## EXERCISE
Arrange every line of the records below as a JSON list of strings, one string per line, skipping blank lines. Leave the pictures out.

### DATASET EXCERPTS ###

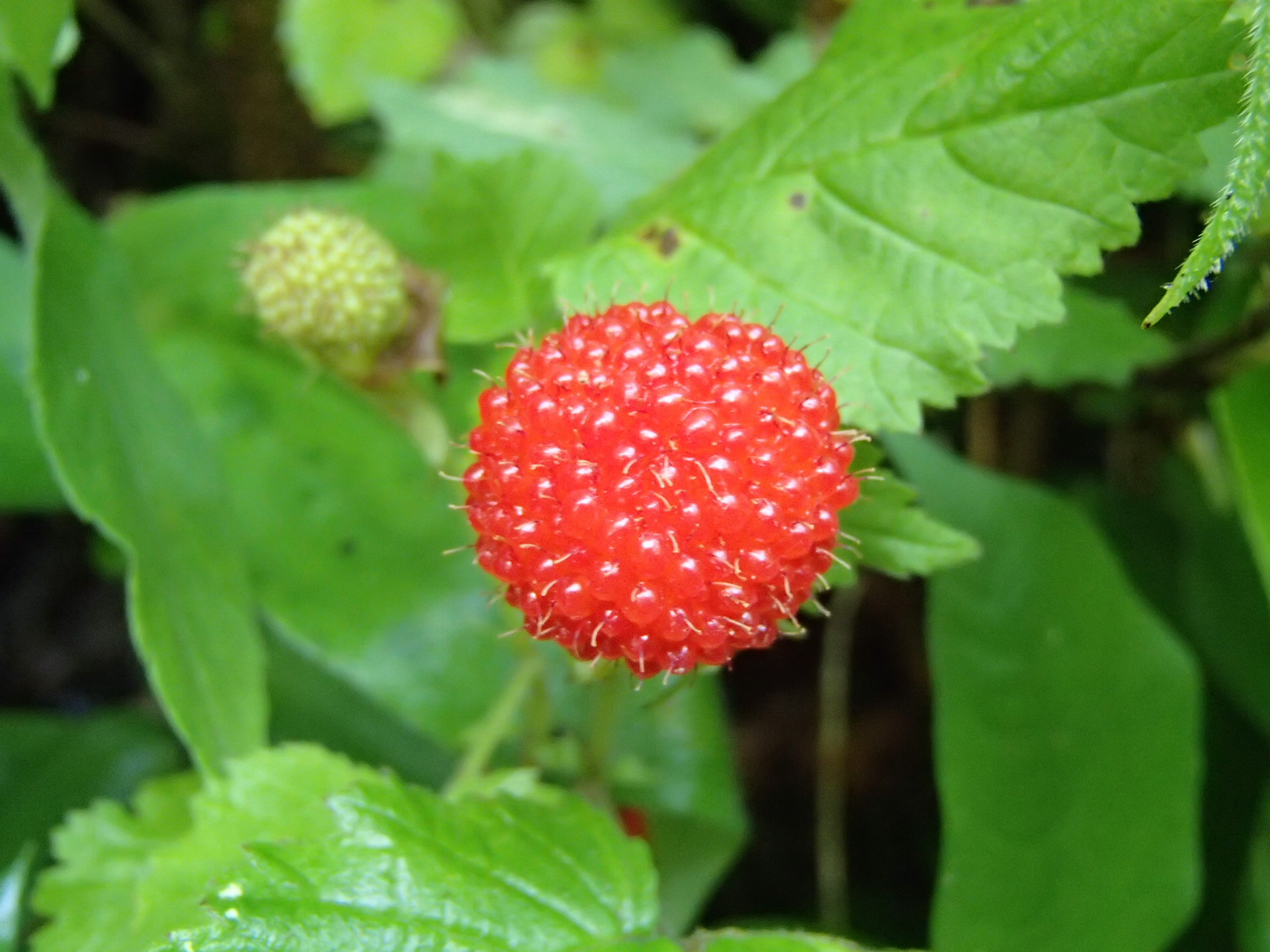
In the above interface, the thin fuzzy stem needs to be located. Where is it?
[444,647,542,797]
[816,584,861,935]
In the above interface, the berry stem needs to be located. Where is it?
[816,581,861,935]
[585,665,630,789]
[444,645,542,797]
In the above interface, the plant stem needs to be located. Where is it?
[587,665,628,788]
[444,646,542,796]
[816,582,861,935]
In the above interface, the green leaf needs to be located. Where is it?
[838,443,979,579]
[555,0,1238,430]
[149,334,513,745]
[421,151,599,342]
[33,746,374,952]
[0,0,75,108]
[0,90,265,770]
[1146,0,1270,326]
[0,711,182,867]
[159,334,466,646]
[278,0,462,124]
[1093,461,1270,740]
[32,198,265,770]
[0,225,65,509]
[603,26,780,138]
[30,774,198,952]
[267,621,457,788]
[372,58,696,216]
[1238,796,1270,952]
[983,286,1173,387]
[692,929,904,952]
[1169,690,1270,952]
[1212,367,1270,619]
[151,779,657,952]
[0,843,36,952]
[888,438,1201,952]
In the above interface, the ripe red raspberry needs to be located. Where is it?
[464,302,859,676]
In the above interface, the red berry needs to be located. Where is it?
[464,302,857,676]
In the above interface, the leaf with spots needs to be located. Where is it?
[554,0,1240,430]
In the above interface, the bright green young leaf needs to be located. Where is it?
[30,774,198,952]
[555,0,1238,430]
[889,438,1200,952]
[983,286,1173,387]
[0,711,182,867]
[32,198,265,770]
[1240,796,1270,952]
[1212,368,1270,619]
[278,0,462,123]
[151,778,657,952]
[838,443,979,579]
[0,0,75,106]
[33,746,374,952]
[1146,0,1270,325]
[421,151,599,342]
[372,58,696,216]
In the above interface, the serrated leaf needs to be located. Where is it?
[983,286,1175,387]
[1146,0,1270,326]
[838,443,979,579]
[372,58,696,214]
[153,779,657,952]
[0,711,184,867]
[421,151,599,342]
[278,0,464,124]
[0,0,75,106]
[33,745,374,952]
[554,0,1238,430]
[888,438,1201,952]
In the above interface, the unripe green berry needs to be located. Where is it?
[243,210,409,378]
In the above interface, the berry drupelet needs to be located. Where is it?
[464,302,859,676]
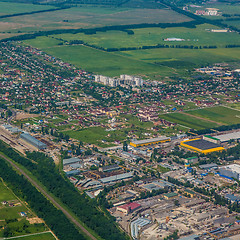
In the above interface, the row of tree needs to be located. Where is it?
[0,156,85,240]
[0,142,128,240]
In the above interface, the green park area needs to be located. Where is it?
[0,179,48,240]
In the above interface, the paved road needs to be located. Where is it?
[0,154,97,240]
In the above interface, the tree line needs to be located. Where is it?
[0,155,85,240]
[0,20,200,42]
[0,142,128,240]
[0,7,69,19]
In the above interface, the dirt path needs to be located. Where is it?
[182,112,224,126]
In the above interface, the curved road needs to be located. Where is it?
[0,154,97,240]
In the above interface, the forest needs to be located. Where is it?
[0,142,128,240]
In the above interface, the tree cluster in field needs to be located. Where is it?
[0,142,128,240]
[0,155,85,240]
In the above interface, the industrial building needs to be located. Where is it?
[63,157,81,165]
[131,218,151,240]
[214,131,240,143]
[2,124,22,133]
[117,202,141,214]
[180,138,224,154]
[219,164,240,180]
[99,164,121,172]
[99,172,133,184]
[20,133,47,149]
[130,136,171,147]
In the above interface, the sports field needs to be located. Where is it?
[54,24,240,48]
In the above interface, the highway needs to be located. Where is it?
[0,153,97,240]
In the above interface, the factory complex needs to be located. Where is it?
[180,138,224,154]
[130,136,171,147]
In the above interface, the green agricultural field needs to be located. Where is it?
[0,7,192,33]
[24,37,240,78]
[188,106,240,125]
[0,180,16,202]
[0,1,55,16]
[7,232,55,240]
[117,48,240,70]
[23,39,172,76]
[159,112,216,130]
[54,24,240,48]
[64,127,108,144]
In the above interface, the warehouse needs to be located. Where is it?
[180,138,224,154]
[63,157,81,165]
[214,131,240,143]
[219,164,240,180]
[20,133,47,149]
[130,136,171,147]
[99,172,133,184]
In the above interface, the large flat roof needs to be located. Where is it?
[184,139,221,150]
[99,172,133,183]
[131,136,170,144]
[214,131,240,142]
[63,157,81,165]
[222,164,240,174]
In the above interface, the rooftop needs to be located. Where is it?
[131,136,170,144]
[184,139,221,150]
[214,131,240,142]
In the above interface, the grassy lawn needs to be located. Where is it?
[25,37,240,78]
[25,40,171,76]
[188,106,240,125]
[6,232,55,240]
[159,113,216,130]
[0,1,54,16]
[0,5,192,32]
[0,180,16,202]
[64,127,108,144]
[54,24,239,48]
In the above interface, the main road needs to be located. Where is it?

###

## RESULT OF THIS TASK
[
  "In the above interface, the thin fuzzy stem needs to be located. Where is it?",
  "[444,647,542,797]",
  "[816,584,861,935]",
  "In the above interface, the berry stem needs to be located. Where is it?",
  "[816,581,861,935]",
  "[585,665,630,789]",
  "[444,645,542,797]",
  "In the above interface, the plant stem needs to be located. Where is it?",
  "[587,665,628,788]",
  "[444,646,542,796]",
  "[816,582,861,935]",
  "In the above interface, the green leaf needs to be located. Where is it?",
  "[838,443,979,579]",
  "[555,0,1238,430]",
  "[149,334,513,745]",
  "[421,151,599,342]",
  "[33,746,374,952]",
  "[0,0,75,108]",
  "[0,90,265,770]",
  "[1146,0,1270,326]",
  "[0,711,182,867]",
  "[159,334,466,646]",
  "[278,0,462,124]",
  "[1093,461,1270,740]",
  "[32,198,265,770]",
  "[0,225,65,509]",
  "[603,26,780,138]",
  "[30,774,198,952]",
  "[267,621,457,788]",
  "[372,58,696,216]",
  "[1238,796,1270,952]",
  "[983,286,1173,387]",
  "[692,929,904,952]",
  "[1169,690,1270,952]",
  "[1212,367,1270,619]",
  "[151,779,657,952]",
  "[0,843,36,952]",
  "[888,438,1201,952]",
  "In the above interface, the ripe red raspberry needs to be located. Where is it?",
  "[464,302,859,676]",
  "In the above interface, the red berry needs to be located. Where is it?",
  "[464,302,857,676]",
  "In the above interface, the leaf with spots needs to be located. Where is it?",
  "[554,0,1240,430]",
  "In the above interface, the bright green young leaf needs to be located. Where is it?",
  "[30,774,198,952]",
  "[555,0,1238,430]",
  "[889,438,1200,952]",
  "[983,286,1173,387]",
  "[0,711,182,867]",
  "[32,198,265,770]",
  "[1240,796,1270,952]",
  "[1212,368,1270,619]",
  "[278,0,462,123]",
  "[151,778,657,952]",
  "[838,443,979,579]",
  "[0,0,75,106]",
  "[33,746,374,952]",
  "[1146,0,1270,325]",
  "[421,151,599,342]",
  "[372,58,696,216]",
  "In the above interface, the serrated leaf needs to be located. Where is it?",
  "[983,286,1175,387]",
  "[1146,0,1270,326]",
  "[838,443,979,579]",
  "[372,58,696,214]",
  "[153,779,657,952]",
  "[0,711,184,867]",
  "[421,151,599,342]",
  "[278,0,464,124]",
  "[0,0,75,106]",
  "[33,745,374,952]",
  "[554,0,1238,430]",
  "[888,438,1201,952]",
  "In the above interface, the unripe green berry needs to be located. Where is it?",
  "[243,210,409,378]",
  "In the above interface, the berry drupelet needs to be located. Where is it?",
  "[464,302,859,676]",
  "In the above interface, the row of tree needs to be located. Where is it?",
  "[0,156,85,240]",
  "[0,142,128,240]",
  "In the above interface, the green park area needs to be located. Where is it?",
  "[0,179,48,240]",
  "In the above interface, the paved road needs to be located. Where is it?",
  "[0,154,97,240]",
  "In the above interface, the tree line needs to be located. Where is it?",
  "[0,155,85,240]",
  "[0,20,200,42]",
  "[0,142,128,240]",
  "[0,7,69,19]",
  "In the above interface, the dirt path needs to be located. Where is it?",
  "[182,112,224,126]",
  "In the above interface, the curved road needs to be located. Where is it?",
  "[0,154,97,240]",
  "In the above interface, the forest needs to be located. Where is it?",
  "[0,142,128,240]",
  "In the above interface, the tree cluster in field needs to be located. Where is it?",
  "[0,142,128,240]",
  "[0,155,85,240]",
  "In the above interface, the industrial building needs to be located. Where is it?",
  "[63,157,81,165]",
  "[131,218,151,240]",
  "[214,131,240,143]",
  "[2,124,22,133]",
  "[117,202,141,214]",
  "[180,138,224,154]",
  "[219,164,240,180]",
  "[99,164,121,172]",
  "[99,172,133,184]",
  "[20,133,47,149]",
  "[130,136,171,147]",
  "In the above interface, the sports field needs to be located. Where is it?",
  "[54,24,240,48]",
  "In the above interface, the highway needs to be located. Where is it?",
  "[0,153,97,240]",
  "In the above interface, the factory complex needs to be located. Where is it?",
  "[180,138,224,154]",
  "[130,136,171,147]",
  "In the above interface, the green agricultural field needs to be located. Where is it?",
  "[0,7,192,33]",
  "[24,37,240,78]",
  "[188,106,240,125]",
  "[0,180,16,202]",
  "[0,1,55,16]",
  "[7,232,55,240]",
  "[117,48,240,70]",
  "[23,39,172,76]",
  "[159,112,216,130]",
  "[54,24,240,48]",
  "[64,127,108,144]",
  "In the above interface, the warehouse needs to be located. Where is it?",
  "[180,138,224,154]",
  "[63,157,81,165]",
  "[214,131,240,143]",
  "[219,164,240,180]",
  "[20,133,47,149]",
  "[130,136,171,147]",
  "[99,172,133,184]",
  "In the above interface, the large flat roof needs to be located. Where is it?",
  "[184,139,221,150]",
  "[99,172,133,183]",
  "[131,136,170,144]",
  "[214,131,240,142]",
  "[63,157,81,165]",
  "[222,164,240,174]",
  "In the above interface, the rooftop needs to be located. Where is it?",
  "[131,136,170,144]",
  "[184,139,221,150]",
  "[214,131,240,142]",
  "In the above interface, the grassy lawn needs to be located. Where is it?",
  "[25,37,240,78]",
  "[25,40,171,76]",
  "[188,106,240,125]",
  "[6,232,55,240]",
  "[159,113,216,130]",
  "[0,1,54,16]",
  "[0,5,192,32]",
  "[0,180,16,202]",
  "[64,127,108,144]",
  "[54,24,239,48]",
  "In the above interface, the main road needs to be located. Where is it?"
]